**PROMPT:**
In the forum thread below about R-group and scaffold nodes, which node does the reply find better at identifying scaffolds in a project dataset?

**EXCERPT TO READ:**

[Start of section]

For a certain use case, I am getting the "R-site numbers higher than 7 are not supported" error.
Can you increase or dynamically set the number of output R-group cells ? Even now, it would be good if the node runs to completion and outputs the max no of r-groups permitted (7) instead of throwing an error.
A related issue is that the scaffold finder node breaks a ring and shows that c-c=c fragment as part of the scaffold. The ring should not be broken
For the scaffold finder, is the ring broken because not all the rings are the same, i.e. if you have some as phenyl rings, and some as pyridine rings, then the ring is broken then as only a part of that ring is common throughout your dataset.
Personally, I find the Murcko scaffolds node much better at identifying scaffolds in a project dataset. Use the Murcko scaffolds, convert to Canonicalised Smiles, and then use GroupBy node on the Canonicalised Smiles column, and count the number. This tells you which Murcko scaffolds are most represented in the data.
So rather than getting the Maximum Common Scaffold (MCS), you get the Common Scaffolds (CS's).

[End of section]

**PROVIDED MATERIAL:**
[Start of section]

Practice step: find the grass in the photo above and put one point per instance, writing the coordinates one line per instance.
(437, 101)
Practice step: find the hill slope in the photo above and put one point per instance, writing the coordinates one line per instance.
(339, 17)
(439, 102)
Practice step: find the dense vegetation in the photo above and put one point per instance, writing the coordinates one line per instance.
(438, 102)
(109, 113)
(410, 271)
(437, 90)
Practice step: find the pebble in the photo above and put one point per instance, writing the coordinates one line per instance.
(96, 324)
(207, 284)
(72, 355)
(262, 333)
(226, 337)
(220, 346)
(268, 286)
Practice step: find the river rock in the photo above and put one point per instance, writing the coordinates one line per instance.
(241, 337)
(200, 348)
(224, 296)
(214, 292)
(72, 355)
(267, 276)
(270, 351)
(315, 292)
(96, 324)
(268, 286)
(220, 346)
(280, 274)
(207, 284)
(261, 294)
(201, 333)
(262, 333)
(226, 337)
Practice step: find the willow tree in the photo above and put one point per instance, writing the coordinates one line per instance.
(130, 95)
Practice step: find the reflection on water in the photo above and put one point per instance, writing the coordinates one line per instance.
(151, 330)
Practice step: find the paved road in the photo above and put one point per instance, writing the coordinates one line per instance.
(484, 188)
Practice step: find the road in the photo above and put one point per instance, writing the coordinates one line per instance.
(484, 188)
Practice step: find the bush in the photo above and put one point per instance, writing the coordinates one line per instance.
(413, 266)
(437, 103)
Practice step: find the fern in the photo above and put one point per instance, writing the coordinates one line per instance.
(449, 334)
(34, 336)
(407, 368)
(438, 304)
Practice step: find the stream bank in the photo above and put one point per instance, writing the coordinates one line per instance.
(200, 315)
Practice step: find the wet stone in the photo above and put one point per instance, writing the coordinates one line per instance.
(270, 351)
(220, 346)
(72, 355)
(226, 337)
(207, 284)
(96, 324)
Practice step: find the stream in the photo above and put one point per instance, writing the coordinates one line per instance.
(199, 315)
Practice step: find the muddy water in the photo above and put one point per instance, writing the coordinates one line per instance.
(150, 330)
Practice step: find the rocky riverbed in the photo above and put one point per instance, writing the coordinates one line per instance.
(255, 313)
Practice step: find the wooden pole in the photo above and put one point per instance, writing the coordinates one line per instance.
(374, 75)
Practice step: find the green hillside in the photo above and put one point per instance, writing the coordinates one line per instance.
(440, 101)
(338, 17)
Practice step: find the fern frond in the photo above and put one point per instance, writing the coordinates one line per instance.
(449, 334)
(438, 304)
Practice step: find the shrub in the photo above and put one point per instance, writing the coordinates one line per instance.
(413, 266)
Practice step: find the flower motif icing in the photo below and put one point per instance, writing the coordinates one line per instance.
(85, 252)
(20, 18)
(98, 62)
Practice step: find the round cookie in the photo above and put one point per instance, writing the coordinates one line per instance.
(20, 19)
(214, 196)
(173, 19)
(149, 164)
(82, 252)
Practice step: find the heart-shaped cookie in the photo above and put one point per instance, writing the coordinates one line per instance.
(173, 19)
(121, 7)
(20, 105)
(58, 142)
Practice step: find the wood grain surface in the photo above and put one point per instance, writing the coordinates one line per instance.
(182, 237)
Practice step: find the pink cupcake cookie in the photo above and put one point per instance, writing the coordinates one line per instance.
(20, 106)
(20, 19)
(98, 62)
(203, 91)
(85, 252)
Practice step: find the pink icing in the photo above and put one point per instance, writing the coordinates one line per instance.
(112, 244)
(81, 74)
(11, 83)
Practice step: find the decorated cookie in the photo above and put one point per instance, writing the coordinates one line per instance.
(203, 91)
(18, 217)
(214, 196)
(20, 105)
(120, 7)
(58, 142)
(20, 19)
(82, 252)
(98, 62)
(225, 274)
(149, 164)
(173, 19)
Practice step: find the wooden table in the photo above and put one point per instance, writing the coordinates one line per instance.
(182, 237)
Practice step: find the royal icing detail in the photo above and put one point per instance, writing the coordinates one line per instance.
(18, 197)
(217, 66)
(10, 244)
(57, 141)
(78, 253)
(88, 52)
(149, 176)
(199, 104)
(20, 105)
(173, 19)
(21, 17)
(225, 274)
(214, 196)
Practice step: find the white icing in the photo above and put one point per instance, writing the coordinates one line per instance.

[End of section]

**TASK OUTPUT:**
The Murcko scaffolds node.